[Begin Listed records]
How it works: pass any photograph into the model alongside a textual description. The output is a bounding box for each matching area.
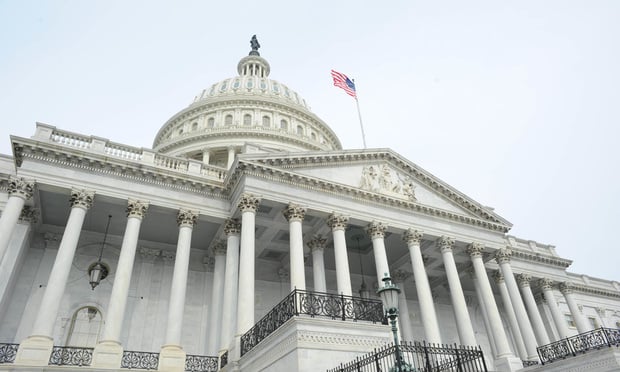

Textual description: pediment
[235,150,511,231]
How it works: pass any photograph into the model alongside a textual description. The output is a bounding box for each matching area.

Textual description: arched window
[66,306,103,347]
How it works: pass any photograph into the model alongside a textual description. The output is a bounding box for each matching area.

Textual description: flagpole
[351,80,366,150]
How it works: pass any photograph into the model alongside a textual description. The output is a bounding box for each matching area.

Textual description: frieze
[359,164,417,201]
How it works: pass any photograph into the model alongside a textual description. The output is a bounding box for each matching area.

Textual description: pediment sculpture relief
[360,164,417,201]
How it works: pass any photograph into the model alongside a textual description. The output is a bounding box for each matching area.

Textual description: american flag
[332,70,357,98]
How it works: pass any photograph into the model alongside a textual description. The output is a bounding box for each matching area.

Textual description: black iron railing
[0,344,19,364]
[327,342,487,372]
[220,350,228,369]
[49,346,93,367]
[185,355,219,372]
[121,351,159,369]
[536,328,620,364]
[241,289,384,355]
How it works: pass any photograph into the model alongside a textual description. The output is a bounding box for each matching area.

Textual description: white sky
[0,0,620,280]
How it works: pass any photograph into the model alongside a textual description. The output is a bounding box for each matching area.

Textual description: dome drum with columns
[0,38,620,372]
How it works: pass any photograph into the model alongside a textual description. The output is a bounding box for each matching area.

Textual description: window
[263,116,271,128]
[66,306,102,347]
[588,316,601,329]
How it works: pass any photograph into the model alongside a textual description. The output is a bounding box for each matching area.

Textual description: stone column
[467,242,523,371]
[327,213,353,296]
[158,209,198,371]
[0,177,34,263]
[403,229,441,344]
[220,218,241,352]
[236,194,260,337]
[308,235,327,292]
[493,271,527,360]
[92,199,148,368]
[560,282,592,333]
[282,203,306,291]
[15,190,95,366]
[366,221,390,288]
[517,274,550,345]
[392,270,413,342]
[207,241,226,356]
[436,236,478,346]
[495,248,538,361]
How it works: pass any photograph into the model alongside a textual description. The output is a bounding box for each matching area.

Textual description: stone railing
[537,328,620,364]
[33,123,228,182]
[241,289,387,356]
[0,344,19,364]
[End Listed records]
[Begin Listed records]
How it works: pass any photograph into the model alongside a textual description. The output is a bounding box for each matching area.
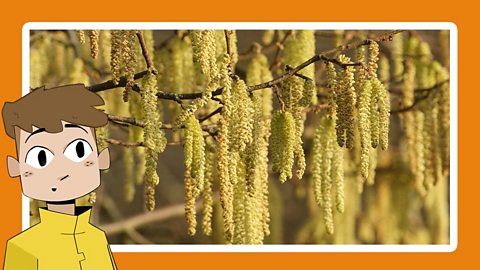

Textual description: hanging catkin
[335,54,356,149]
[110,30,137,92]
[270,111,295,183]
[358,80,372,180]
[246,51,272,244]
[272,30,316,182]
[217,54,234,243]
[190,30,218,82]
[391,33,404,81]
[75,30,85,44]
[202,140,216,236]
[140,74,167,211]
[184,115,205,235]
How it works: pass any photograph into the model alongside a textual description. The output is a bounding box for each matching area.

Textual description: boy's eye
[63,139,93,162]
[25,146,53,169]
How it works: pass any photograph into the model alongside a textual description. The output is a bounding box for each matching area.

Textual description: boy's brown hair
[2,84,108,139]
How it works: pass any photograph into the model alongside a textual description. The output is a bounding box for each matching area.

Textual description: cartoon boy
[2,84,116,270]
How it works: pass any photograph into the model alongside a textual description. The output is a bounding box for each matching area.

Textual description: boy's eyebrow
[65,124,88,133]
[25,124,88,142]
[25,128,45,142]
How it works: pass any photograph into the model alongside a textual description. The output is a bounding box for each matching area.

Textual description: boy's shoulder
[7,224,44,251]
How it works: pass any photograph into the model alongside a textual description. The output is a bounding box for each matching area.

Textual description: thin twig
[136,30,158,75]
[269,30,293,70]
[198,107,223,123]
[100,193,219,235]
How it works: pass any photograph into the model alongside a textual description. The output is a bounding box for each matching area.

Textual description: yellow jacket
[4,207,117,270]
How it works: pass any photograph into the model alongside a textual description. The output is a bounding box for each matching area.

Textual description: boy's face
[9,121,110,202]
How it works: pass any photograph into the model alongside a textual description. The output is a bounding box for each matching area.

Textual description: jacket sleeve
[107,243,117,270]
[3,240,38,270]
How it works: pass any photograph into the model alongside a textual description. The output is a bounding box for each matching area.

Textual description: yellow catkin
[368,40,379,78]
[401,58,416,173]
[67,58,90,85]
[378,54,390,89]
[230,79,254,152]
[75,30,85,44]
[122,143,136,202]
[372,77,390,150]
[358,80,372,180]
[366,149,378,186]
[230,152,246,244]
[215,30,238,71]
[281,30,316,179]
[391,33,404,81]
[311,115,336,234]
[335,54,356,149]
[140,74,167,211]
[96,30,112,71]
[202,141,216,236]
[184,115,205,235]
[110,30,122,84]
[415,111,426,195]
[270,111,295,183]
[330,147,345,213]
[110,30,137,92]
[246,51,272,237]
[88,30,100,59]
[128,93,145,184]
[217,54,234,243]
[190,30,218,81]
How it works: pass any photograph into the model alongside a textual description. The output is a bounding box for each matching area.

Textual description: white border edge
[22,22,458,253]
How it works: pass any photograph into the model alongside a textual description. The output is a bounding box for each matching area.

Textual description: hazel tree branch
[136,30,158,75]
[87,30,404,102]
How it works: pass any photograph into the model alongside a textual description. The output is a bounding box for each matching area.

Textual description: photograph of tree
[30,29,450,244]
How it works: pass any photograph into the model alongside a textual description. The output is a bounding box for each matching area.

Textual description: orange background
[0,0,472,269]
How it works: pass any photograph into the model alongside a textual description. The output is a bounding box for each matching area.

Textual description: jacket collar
[End Listed records]
#### Description of the task
Collect every line of the data above that contains the string "railing", and copy each one in full. Treat uppercase and lowercase letters as different.

#### Finished answer
Textual description: black iron railing
Textual description: stone railing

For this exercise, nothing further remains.